● **What you are asked to do**:
Rewrite the lines of every record below, replacing "pointing routine" with "locating routine" wherever it appears and keeping everything else the same. Leave the pictures out of your answer.

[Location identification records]
<<<<

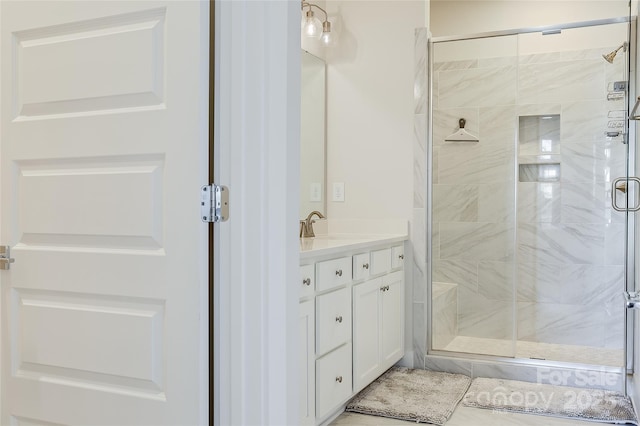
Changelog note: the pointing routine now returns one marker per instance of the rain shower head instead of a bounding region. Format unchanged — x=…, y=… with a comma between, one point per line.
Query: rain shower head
x=609, y=57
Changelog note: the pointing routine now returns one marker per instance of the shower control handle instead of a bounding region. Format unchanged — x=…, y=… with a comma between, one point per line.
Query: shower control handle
x=622, y=185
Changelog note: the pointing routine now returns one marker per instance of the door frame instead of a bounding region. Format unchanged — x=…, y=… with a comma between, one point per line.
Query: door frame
x=256, y=154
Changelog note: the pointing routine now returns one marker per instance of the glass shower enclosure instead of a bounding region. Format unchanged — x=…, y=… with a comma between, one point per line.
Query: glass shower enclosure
x=527, y=255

>>>>

● **Exercise solution**:
Changelog note: the locating routine now returns one marker per instance of the rain shower head instead of a bounding region. Format unchanged — x=…, y=… with a comma between, one point per line.
Query: rain shower head
x=609, y=57
Changelog note: the locating routine now returns one marker per instance of the shower control handle instead of a bounding region. Format unchanged — x=…, y=… with a comma between, one point per line.
Query: shower control handle
x=622, y=185
Changelog note: the locating routine now returns one marker per instance of the door frame instead of a bounding region. Format unchanged — x=…, y=… with a comma between, one point per line.
Query: door frame
x=256, y=154
Changelog note: the locating routine now returns one marker per instance of the glass shower enclosure instead of a bounding region. Format unchanged — x=…, y=… with a comma between, one point per line.
Query: glass shower enclosure
x=527, y=255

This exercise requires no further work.